** start Document text **

You will get its full value.

MR. JEFFREYS

said, they got its full agricultural value, but that was not its full value. If they valued a farm they did not value every field, but so many acres at so much. One field differed from another, and the field that probably would be taken by the Parish Council might be the best field in the farm.

MR. H. H. FOWLER

They would have to pay for the best land the best price for it.

MR. JEFFREYS

said, then they would reduce the value of the rest of the farm. When they had a farm made up of fields of different kinds, if they took away one particular field they might spoil the whole farm and seriously interfere with its letting value. He maintained, therefore, if they compulsorily took the best land some extra compensation ought to be paid for it. If land were wanted surely it might be taken by agreement, as it had been in hundreds and thousands of instances already. Why should they put in these arbitrary powers to the Parish Council in regard to purchase? If they were to take land compulsorily it ought to be by a clause under the Bill of 1887. Land had been acquired that way, and, as the right hon. Member for the Bordesley Division had said, on very economical terms. If they were to require land by the Compulsory Clauses of this Bill then they might benefit one class, but they would be injuring two classes, who were bound up altogether with the laud. Why they should benefit one class and almost ruin two classes who lived on the laud and by the land he could not understand. He hoped before this clause were passed certain Amendments would be agreed to, including one he had suggested, to the effect that the arbitrator should give such extra compensation as he should think just. He was afraid the valuer would only put the agricultural value on the land.

** end Document text **
** start Dataset excerpts **

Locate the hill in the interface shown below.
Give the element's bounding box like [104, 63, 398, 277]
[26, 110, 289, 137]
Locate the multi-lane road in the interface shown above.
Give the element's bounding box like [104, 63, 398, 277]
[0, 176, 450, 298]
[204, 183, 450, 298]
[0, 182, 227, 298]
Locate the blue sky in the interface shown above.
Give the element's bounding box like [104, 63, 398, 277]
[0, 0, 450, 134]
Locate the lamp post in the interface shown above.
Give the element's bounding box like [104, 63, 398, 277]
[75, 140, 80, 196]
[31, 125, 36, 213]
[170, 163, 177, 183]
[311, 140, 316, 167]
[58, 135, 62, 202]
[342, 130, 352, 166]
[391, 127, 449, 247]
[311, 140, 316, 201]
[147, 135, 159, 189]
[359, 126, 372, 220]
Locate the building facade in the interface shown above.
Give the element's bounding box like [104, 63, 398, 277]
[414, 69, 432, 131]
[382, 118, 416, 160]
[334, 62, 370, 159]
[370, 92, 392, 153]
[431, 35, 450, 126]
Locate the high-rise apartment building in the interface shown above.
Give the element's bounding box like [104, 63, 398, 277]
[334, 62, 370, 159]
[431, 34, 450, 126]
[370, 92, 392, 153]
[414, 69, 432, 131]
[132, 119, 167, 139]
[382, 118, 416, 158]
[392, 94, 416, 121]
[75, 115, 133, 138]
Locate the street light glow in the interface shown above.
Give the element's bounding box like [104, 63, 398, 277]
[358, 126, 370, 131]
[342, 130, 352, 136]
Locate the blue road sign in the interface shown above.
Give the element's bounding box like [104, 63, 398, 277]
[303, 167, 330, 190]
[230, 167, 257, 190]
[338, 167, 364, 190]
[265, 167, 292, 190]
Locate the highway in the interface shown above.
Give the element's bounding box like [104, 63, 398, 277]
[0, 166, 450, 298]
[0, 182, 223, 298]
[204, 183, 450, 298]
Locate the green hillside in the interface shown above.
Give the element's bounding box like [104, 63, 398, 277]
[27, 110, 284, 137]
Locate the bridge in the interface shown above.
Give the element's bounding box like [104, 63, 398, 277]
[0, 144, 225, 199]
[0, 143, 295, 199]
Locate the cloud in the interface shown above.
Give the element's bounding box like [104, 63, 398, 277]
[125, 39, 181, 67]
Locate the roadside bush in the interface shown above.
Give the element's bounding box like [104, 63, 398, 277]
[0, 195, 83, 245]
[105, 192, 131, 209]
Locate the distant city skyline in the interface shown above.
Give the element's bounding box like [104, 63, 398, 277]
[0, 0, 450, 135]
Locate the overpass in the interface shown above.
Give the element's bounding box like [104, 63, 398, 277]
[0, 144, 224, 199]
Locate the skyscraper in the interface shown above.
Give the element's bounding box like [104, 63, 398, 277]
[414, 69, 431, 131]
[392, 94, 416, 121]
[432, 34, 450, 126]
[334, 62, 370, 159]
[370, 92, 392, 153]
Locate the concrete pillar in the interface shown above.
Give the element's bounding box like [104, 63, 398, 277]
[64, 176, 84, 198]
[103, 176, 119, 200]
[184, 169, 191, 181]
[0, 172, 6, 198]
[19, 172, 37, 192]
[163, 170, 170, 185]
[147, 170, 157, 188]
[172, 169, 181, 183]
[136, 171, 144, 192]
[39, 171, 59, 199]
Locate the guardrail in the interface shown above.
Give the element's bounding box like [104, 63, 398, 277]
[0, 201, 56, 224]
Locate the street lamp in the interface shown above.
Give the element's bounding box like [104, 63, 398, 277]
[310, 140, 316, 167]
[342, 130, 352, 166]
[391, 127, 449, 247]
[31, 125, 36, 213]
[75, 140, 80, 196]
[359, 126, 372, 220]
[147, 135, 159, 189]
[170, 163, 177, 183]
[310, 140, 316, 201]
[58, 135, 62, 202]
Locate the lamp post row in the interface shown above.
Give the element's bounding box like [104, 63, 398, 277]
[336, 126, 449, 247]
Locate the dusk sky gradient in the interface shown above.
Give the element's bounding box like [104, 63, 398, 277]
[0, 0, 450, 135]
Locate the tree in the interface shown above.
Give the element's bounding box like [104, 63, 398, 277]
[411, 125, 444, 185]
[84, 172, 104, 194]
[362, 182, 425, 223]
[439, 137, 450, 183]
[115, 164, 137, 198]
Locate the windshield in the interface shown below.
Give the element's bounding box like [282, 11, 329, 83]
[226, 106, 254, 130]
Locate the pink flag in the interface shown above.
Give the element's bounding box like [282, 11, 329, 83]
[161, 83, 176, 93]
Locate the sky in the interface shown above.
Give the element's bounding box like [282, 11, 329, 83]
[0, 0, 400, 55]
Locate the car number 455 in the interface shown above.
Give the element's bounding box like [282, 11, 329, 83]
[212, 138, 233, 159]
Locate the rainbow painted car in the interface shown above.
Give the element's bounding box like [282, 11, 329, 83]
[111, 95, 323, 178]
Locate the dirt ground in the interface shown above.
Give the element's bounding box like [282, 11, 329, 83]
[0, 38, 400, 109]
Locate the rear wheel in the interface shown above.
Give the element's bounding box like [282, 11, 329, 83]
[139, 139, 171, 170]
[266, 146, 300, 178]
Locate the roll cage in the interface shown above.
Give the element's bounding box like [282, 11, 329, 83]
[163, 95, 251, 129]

** end Dataset excerpts **

# [Task set]
A: Set down everything in the parliamentary debate from "said, they got" down to "in the farm.", word for word.
B: Report each line of the listing above that contains the string "blue".

# [Full answers]
A:
said, they got its full agricultural value, but that was not its full value. If they valued a farm they did not value every field, but so many acres at so much. One field differed from another, and the field that probably would be taken by the Parish Council might be the best field in the farm.

B:
Locate the blue sky in the interface shown above.
Locate the blue road sign in the interface shown above.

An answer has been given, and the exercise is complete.